Records for processing ▸
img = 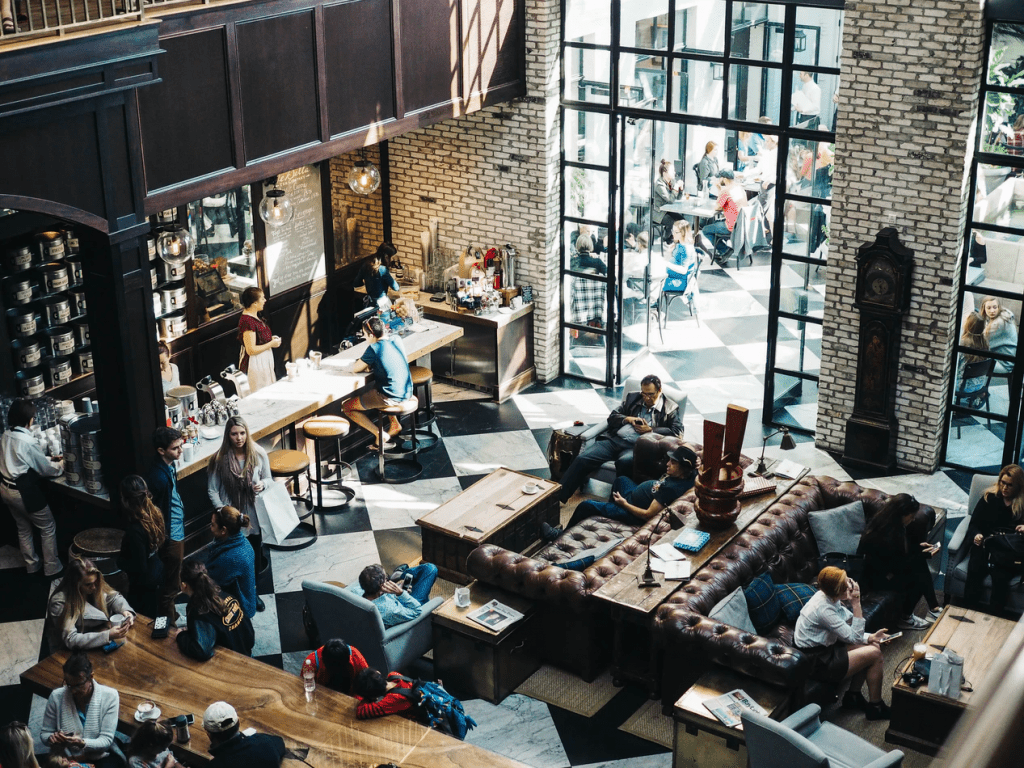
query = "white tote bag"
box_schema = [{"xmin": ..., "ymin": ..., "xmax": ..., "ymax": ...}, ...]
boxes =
[{"xmin": 256, "ymin": 482, "xmax": 299, "ymax": 544}]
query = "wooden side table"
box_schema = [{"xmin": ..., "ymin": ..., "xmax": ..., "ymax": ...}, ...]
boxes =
[
  {"xmin": 432, "ymin": 582, "xmax": 541, "ymax": 703},
  {"xmin": 672, "ymin": 666, "xmax": 792, "ymax": 768}
]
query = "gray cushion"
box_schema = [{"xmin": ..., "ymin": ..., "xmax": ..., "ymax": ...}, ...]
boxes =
[
  {"xmin": 708, "ymin": 587, "xmax": 758, "ymax": 635},
  {"xmin": 807, "ymin": 501, "xmax": 864, "ymax": 555}
]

Problem description ▸
Report each line of the listing above that contains the string "ymax", copying every such line in full.

Answer to the exercise ▸
box_schema = [{"xmin": ..., "ymin": ..., "xmax": ..., "ymax": ...}, ...]
[{"xmin": 256, "ymin": 482, "xmax": 299, "ymax": 544}]
box_schema = [{"xmin": ..., "ymin": ..., "xmax": ..., "ymax": ...}, ...]
  {"xmin": 432, "ymin": 582, "xmax": 541, "ymax": 703},
  {"xmin": 672, "ymin": 666, "xmax": 792, "ymax": 768}
box_schema = [{"xmin": ..., "ymin": ..., "xmax": ..., "ymax": ...}, ...]
  {"xmin": 708, "ymin": 587, "xmax": 758, "ymax": 635},
  {"xmin": 807, "ymin": 501, "xmax": 864, "ymax": 555}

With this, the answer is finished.